*課題*
以下の素材のすべての行で「photo」を「image」に置き換えて書き直してもらえますか？ほかの部分はそのまま残し、画像は回答に含めないでください。

*練習用素材*
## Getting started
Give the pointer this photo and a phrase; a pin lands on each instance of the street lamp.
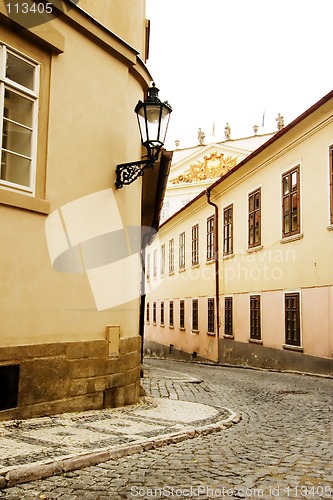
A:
(153, 119)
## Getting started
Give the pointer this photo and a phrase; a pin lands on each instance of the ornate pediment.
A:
(213, 166)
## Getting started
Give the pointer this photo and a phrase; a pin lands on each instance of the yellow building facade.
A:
(69, 82)
(243, 273)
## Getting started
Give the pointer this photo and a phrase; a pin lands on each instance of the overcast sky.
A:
(219, 61)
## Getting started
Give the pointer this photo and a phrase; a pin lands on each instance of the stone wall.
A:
(250, 356)
(69, 377)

*解答*
## Getting started
Give the pointer this image and a phrase; a pin lands on each instance of the street lamp.
A:
(153, 119)
## Getting started
Give the pointer this image and a phrase; a pin lands on each instance of the ornate pediment.
A:
(213, 166)
## Getting started
Give the pointer this image and a phrase; a pin lands on each instance of the yellow building facade.
A:
(69, 82)
(243, 273)
## Getting started
Give the pointer this image and a phrase; a pin lands on each instance of the overcast sky.
A:
(219, 61)
## Getting started
Give the pointer this image and a phrase; a pin lands on each instance of the stone wall.
A:
(250, 356)
(69, 377)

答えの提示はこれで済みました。